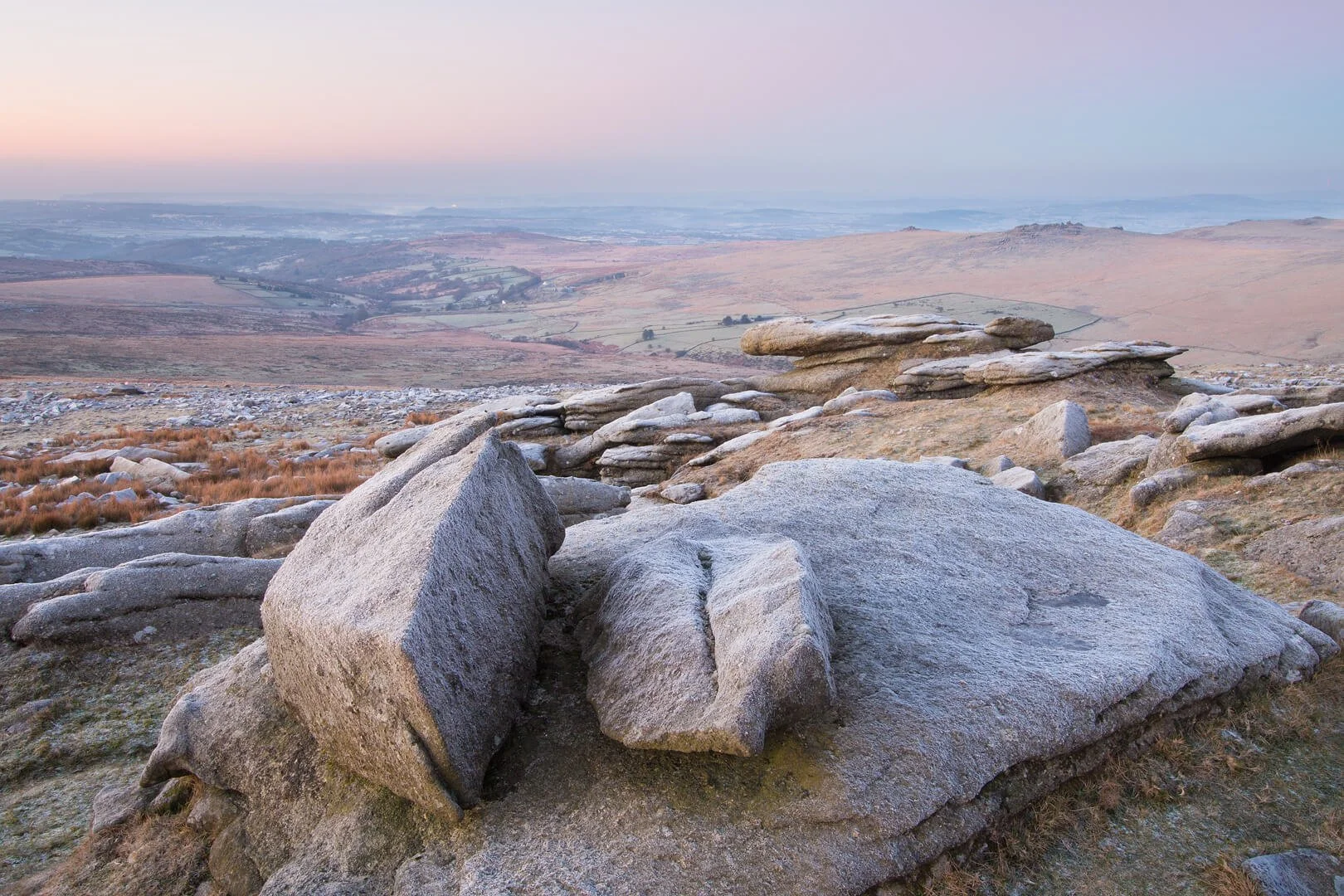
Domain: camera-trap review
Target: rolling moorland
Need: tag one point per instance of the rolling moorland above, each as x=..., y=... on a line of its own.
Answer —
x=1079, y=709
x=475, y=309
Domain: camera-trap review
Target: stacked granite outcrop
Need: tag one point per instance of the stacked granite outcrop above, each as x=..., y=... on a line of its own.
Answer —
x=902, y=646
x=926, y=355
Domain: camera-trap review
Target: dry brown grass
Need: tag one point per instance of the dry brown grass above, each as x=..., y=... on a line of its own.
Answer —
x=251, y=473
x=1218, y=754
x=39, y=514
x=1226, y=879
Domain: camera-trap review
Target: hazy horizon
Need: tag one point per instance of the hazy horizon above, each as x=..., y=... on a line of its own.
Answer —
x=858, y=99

**Goal of the exercise**
Copy every one of the lines above word for word, leaving out the pictures.

**Full solution**
Domain: camera-trap review
Target: rolling moorland
Need: tag one point per instance of the rolling moorland above, each as x=..., y=... on a line of its own.
Answer —
x=1079, y=709
x=475, y=309
Domain: camera-trap review
Target: stacked granite outcrop
Need: tag one point per instance of the stacked granite outcrop above, each as x=..., y=... on a line of its own.
Answer —
x=902, y=646
x=926, y=355
Domain: camera-trap review
Target: dry brown grass
Need: tag one point per instance of the dry brown grass above, each as x=..., y=... on a line of its own.
Answer —
x=251, y=473
x=1218, y=754
x=39, y=514
x=1226, y=879
Domain: camera-trap review
Target: hazy horizon
Need: tag one point per instance of the hazy horizon above, each as x=..., y=... on a line of its own.
Answer —
x=858, y=99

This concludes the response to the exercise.